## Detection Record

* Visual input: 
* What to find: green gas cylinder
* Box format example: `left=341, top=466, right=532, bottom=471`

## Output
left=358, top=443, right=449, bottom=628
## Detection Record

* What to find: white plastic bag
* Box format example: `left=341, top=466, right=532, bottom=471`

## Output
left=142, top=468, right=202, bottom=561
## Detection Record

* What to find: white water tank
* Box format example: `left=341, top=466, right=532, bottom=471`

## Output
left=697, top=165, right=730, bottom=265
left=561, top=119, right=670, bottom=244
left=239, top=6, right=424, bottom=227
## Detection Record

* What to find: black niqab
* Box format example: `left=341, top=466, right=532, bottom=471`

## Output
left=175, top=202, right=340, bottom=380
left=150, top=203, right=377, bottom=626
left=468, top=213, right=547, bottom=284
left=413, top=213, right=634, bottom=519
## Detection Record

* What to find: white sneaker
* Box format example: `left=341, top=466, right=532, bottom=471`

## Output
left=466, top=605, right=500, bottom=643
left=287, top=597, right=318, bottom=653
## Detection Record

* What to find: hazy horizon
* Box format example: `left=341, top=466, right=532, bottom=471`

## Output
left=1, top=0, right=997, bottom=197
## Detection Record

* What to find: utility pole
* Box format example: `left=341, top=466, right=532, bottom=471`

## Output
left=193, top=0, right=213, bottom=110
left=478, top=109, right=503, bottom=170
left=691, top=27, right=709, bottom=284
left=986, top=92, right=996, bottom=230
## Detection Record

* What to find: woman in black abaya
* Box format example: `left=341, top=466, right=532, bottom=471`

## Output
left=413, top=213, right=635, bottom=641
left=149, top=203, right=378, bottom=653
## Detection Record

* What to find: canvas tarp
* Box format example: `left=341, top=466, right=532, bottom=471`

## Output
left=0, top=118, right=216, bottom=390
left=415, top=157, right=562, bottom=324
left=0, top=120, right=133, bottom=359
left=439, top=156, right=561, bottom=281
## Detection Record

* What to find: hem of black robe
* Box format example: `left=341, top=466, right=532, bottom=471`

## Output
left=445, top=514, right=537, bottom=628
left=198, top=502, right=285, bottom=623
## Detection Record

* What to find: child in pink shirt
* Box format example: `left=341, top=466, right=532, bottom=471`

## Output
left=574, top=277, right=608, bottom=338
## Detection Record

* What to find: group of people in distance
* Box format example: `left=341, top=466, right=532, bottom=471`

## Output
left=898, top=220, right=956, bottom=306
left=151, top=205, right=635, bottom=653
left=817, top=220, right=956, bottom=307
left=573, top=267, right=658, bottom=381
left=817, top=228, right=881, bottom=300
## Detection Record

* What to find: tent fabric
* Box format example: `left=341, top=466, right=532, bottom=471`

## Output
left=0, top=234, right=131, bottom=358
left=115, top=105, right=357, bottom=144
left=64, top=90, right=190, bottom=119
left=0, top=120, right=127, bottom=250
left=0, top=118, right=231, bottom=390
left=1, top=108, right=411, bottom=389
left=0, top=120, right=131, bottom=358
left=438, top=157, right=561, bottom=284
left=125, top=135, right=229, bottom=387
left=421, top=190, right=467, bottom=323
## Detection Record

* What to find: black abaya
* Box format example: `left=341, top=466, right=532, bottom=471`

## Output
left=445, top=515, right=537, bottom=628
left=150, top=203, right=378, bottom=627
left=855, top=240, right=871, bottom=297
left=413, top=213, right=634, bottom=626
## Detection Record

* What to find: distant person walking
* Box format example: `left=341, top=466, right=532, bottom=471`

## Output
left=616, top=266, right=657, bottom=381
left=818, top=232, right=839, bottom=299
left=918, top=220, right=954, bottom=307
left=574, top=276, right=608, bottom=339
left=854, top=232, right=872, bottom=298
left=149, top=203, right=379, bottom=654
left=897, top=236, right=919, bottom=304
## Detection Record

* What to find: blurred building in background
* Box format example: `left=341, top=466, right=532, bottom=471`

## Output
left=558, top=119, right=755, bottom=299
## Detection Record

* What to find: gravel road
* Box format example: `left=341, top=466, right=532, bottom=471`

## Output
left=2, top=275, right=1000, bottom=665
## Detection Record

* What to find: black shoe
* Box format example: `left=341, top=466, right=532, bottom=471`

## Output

━━━━━━━━━━

**WHAT THE EXERCISE ASKS**
Every line of the listing above that contains "white" is to be copied.

**EXERCISE ANSWER**
* What to find: white plastic bag
* What to find: white water tank
* What to find: white sneaker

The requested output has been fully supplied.